Pointing and labeling entries:
--*--
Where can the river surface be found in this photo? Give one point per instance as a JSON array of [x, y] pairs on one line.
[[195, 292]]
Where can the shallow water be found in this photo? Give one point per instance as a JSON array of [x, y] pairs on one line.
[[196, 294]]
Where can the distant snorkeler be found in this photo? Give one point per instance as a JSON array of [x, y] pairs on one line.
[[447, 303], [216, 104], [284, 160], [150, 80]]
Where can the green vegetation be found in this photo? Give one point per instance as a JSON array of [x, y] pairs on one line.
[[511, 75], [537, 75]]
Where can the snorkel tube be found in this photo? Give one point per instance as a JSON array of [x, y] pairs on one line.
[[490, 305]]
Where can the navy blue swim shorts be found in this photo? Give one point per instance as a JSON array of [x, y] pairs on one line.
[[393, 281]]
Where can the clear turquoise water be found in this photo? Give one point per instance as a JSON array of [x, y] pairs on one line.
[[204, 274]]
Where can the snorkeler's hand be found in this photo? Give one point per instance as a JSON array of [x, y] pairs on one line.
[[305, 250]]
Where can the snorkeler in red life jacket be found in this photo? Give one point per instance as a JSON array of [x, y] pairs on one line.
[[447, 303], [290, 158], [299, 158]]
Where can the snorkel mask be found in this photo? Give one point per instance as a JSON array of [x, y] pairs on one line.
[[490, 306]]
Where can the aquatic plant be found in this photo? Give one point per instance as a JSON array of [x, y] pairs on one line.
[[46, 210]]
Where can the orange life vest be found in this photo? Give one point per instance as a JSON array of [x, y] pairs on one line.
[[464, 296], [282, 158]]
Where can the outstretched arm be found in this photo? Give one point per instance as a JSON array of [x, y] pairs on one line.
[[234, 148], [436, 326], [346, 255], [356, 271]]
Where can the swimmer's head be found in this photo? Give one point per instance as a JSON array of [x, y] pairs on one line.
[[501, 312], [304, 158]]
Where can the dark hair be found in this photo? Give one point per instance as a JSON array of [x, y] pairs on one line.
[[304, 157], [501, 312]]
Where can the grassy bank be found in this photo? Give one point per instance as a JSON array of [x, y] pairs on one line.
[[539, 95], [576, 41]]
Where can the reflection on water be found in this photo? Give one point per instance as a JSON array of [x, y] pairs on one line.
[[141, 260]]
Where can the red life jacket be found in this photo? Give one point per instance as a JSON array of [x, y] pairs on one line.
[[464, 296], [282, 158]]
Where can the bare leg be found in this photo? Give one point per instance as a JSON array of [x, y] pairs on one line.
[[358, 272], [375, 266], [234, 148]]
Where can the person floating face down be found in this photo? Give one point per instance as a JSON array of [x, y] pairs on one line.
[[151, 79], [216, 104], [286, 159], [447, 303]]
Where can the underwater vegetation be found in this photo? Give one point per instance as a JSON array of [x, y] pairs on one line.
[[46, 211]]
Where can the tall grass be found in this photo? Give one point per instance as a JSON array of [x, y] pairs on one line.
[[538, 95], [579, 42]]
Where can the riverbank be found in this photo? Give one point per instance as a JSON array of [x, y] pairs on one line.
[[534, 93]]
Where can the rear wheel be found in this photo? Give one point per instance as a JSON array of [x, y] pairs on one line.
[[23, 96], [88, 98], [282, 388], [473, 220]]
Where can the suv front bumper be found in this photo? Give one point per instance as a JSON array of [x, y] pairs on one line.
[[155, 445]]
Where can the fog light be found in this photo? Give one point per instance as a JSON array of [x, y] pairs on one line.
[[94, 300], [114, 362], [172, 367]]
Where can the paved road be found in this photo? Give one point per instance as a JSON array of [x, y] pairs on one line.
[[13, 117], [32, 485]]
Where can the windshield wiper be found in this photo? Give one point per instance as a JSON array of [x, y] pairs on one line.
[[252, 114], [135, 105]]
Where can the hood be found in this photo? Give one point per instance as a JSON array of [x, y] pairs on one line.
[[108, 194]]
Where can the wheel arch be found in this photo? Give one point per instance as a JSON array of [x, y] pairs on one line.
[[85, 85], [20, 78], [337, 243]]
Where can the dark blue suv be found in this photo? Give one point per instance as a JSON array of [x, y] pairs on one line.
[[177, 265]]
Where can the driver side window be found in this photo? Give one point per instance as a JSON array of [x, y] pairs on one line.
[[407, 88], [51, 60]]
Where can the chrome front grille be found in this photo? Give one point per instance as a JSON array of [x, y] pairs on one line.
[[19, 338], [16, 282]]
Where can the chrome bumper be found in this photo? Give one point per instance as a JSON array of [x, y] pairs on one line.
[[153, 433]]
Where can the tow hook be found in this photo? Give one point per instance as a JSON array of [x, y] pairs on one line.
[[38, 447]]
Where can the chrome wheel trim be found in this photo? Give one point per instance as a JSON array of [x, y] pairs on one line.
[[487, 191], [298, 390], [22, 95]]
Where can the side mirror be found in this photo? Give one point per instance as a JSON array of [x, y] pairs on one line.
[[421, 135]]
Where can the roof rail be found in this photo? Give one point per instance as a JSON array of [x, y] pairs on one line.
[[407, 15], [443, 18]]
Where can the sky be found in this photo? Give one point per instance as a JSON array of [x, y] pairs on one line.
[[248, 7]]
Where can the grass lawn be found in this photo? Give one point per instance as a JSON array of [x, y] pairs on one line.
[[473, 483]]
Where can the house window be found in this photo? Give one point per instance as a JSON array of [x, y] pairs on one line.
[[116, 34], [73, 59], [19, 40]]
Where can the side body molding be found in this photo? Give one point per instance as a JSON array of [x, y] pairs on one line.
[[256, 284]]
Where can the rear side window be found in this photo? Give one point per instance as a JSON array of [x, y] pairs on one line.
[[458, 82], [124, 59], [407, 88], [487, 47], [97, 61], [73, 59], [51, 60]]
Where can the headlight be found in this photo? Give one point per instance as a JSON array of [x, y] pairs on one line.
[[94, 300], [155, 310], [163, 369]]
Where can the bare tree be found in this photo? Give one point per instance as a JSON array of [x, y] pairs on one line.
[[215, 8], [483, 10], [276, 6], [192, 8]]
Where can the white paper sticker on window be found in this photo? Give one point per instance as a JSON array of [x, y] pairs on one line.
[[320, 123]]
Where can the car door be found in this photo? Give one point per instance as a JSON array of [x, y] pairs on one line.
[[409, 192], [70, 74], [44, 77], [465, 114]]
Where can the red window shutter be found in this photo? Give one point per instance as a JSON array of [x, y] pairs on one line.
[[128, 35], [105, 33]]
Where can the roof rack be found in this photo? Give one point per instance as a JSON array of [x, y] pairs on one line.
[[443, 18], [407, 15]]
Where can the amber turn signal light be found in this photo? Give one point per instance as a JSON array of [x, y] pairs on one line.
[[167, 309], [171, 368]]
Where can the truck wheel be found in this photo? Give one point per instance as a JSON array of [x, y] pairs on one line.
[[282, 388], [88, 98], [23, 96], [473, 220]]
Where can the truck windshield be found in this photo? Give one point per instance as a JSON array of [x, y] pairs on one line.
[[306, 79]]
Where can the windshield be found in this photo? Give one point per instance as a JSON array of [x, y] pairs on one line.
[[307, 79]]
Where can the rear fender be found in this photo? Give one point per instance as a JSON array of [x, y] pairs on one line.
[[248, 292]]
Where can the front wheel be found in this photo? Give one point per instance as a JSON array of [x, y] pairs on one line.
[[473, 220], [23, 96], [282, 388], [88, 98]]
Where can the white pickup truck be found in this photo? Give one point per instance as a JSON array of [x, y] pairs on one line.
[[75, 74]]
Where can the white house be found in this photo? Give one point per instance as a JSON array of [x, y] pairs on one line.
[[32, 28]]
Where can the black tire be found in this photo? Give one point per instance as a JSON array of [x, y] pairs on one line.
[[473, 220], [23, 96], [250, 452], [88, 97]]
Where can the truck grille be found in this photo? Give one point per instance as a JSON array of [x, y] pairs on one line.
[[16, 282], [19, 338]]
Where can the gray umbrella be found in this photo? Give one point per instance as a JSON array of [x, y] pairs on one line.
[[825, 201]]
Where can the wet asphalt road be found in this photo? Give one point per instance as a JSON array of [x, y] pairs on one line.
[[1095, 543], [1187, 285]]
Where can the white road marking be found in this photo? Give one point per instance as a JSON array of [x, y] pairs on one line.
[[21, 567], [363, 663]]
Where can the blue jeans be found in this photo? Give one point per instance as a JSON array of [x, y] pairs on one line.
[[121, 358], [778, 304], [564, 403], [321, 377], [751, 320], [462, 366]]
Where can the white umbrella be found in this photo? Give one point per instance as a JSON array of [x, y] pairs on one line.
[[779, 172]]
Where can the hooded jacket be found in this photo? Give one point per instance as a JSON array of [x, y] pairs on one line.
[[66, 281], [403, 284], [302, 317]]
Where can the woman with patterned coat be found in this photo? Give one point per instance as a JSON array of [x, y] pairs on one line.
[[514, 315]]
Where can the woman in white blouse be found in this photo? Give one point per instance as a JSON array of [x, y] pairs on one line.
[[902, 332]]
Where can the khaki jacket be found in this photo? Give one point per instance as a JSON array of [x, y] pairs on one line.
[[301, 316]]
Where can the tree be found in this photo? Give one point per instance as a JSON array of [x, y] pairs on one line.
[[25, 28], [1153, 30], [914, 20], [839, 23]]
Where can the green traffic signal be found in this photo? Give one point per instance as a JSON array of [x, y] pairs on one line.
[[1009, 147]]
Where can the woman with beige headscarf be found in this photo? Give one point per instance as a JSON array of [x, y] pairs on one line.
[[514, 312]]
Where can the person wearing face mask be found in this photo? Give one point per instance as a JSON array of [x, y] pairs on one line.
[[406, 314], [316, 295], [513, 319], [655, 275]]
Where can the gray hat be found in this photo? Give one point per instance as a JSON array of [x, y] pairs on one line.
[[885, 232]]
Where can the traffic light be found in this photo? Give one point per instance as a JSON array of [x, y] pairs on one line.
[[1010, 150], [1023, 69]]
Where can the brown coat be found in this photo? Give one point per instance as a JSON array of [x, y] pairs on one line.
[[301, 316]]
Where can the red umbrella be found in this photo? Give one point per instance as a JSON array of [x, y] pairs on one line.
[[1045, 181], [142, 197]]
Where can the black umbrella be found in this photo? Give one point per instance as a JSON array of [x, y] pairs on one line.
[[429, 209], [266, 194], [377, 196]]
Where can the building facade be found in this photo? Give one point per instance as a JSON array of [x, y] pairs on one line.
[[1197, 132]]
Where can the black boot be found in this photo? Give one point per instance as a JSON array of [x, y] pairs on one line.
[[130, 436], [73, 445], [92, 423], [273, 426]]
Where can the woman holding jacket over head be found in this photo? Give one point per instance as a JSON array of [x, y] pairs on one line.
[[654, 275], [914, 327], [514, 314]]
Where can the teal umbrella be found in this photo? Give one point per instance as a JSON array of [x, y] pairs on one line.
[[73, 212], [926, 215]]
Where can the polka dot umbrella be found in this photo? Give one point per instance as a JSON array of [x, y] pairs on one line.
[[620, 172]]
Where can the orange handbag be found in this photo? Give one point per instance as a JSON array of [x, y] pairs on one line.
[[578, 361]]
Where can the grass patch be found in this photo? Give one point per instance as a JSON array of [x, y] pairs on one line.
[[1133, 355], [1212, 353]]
--*--
DIRECTIVE: Reproduce the part of the listing that opens with the line containing "Where can the white house" and closes with the line containing "[[66, 281], [403, 284], [302, 317]]", swapping each "umbrella" for "parasol" and keeping everything else the same.

TASK SOLUTION:
Where can the white house be found in this photo? Give one point per instance as a JSON array of [x, y] pairs on one line.
[[32, 28]]
Where can the black tire be found in this photo? Give one point per instance as a JSON array of [x, y] pairs on one line.
[[473, 220], [23, 96], [250, 452], [88, 97]]
Where can the truck grille be found in this photo? Give one point per instance as a JSON array of [x, y] pairs on one line.
[[16, 282], [19, 338]]
Where can the gray parasol be found in this photo? Give one point per instance as a JSON array of [x, y] pairs on one line.
[[825, 201]]
Where can the wet asphalt road be found in this photo? Give one point per instance as a JSON array of [x, y] pairs on one line.
[[1095, 543], [1187, 285]]
Where can the white road marking be found in this photo? Give one point per instance as a JSON array of [x, y] pairs on one line.
[[21, 567], [363, 663]]
Where can the blue jeans be found in this photo? Give one point per instance as a JSON array of [x, y] pairs on one line.
[[121, 358], [778, 304], [564, 403], [321, 377], [751, 320], [462, 366]]
Where can the white parasol be found in this photo? Give one point per instance as a JSON array of [x, y] pairs on one line.
[[779, 172]]
Where can the hooded jacket be found in this photo? Give one point per instance as a JSON array of [x, y] pairs on one line.
[[66, 281], [403, 284], [302, 317]]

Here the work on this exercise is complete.